SolarCity finally went IPO just before Christmas. Does this mean light at the end of tunnel for cleantech? Last year was particularly challenging for the sector, to the point that green energy got caught into Presidential rethoric cross-fire. More critically, many VC investors have moved away from traditional cleantech companies that consume a lot of cash and require building plants to scale.
I talked to a Sand Hill VC firm before the holidays and they confirmed that "cleantech fell out of favor" although they did well with a couple of investments like Nest. Smart devices, as we predicted last January, faired well in 2012. Smart thermostats, smart cars, etc. You name it! Today we are looking at the likely trends to come in 2013. Here is our top-5...

# DATA FOR ANALYSIS:
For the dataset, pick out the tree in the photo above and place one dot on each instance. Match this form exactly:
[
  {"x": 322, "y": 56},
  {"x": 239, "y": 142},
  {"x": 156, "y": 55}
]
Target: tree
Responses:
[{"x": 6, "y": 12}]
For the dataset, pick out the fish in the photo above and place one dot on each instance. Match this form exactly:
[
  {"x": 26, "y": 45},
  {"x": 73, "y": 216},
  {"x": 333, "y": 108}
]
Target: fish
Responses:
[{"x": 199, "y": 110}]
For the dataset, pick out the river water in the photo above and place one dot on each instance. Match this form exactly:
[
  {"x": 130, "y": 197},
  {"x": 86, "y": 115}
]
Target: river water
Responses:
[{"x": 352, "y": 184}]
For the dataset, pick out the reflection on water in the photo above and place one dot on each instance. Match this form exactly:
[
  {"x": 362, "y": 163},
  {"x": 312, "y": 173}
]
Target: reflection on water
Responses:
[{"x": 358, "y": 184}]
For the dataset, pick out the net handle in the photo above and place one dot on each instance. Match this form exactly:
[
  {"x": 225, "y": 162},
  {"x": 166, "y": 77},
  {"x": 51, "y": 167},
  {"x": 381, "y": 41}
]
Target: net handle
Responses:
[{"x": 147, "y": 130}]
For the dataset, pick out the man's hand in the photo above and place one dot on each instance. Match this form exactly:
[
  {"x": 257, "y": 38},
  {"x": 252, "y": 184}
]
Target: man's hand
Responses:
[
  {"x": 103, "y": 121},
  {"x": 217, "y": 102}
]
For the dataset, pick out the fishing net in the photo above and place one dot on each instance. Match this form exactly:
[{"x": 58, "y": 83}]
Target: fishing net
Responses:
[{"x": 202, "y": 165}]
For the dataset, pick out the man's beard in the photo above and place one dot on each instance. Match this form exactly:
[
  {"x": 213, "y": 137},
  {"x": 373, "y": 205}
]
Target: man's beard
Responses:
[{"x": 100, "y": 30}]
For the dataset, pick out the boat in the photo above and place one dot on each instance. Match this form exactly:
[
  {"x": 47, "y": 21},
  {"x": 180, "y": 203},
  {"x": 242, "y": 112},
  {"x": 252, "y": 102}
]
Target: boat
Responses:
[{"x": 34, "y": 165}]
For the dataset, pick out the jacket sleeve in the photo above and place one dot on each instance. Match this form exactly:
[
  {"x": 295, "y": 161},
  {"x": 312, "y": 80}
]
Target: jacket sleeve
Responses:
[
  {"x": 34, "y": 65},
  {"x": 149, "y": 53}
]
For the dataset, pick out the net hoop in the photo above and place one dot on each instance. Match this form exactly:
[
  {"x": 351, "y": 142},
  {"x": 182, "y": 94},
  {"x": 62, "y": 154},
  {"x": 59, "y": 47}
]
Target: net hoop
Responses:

# YOUR TASKS:
1) In the cleantech passage, swap "holidays" for "New Year" and write out the part from "I talked to" up to and including "is our top-5...".
2) Extend the cleantech passage from its last sentence onward.
The records have no connection to the cleantech passage.

# TASK-BY-TASK RESULTS:
1)
I talked to a Sand Hill VC firm before the New Year and they confirmed that "cleantech fell out of favor" although they did well with a couple of investments like Nest. Smart devices, as we predicted last January, faired well in 2012. Smart thermostats, smart cars, etc. You name it! Today we are looking at the likely trends to come in 2013. Here is our top-5...

2)
- Solar 2.0 - Despite the bad press about solar companies, mainly module manufacturers, the sector is maturing well. Costs are going down and applications are multiplying. Actually the only two IPO's in 2012 were related to solar: downstream installation (Solar City) and mivro-inverters (Enphase Energy). Companies that will position themselves smartly will continue to do well. One of the trends of 2013 is the convergence of solar and energy storage, grid integration, community buildings, etc. The second wave of solar is coming, less dependent on subsidies and more aligned on actual energy needs.
- End of cleantech per say - The term "cleantech" came to the mainstream in 2006-2007 with the surge of VC deals in renewable energy, particularly in solar. It will likely die with the end of the first generation of solar. Does this mean the end of investments in energy, transportation, water, etc? No. It simply means that there is little financial mechanism in common among "cleantech" deals, unlike digital publication in IT or drug approval in Biotech, to build a predictible model for investors. As a matter of fact, most of the exits in cleantech have been M&A's, confirming the terminology was mainly a marketing "umbrella" of distinct verticals. The common transformation of the infrastructure and the exchange of ideas will continue at technology level.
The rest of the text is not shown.